| Required action |
Please copy each line in the records below that contains the string "instance".

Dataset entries
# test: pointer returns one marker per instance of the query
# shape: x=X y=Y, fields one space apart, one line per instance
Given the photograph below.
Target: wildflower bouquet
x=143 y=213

| Result of this exercise |
# test: pointer returns one marker per instance of the query
# shape: x=X y=Y, fields one space apart, one line per instance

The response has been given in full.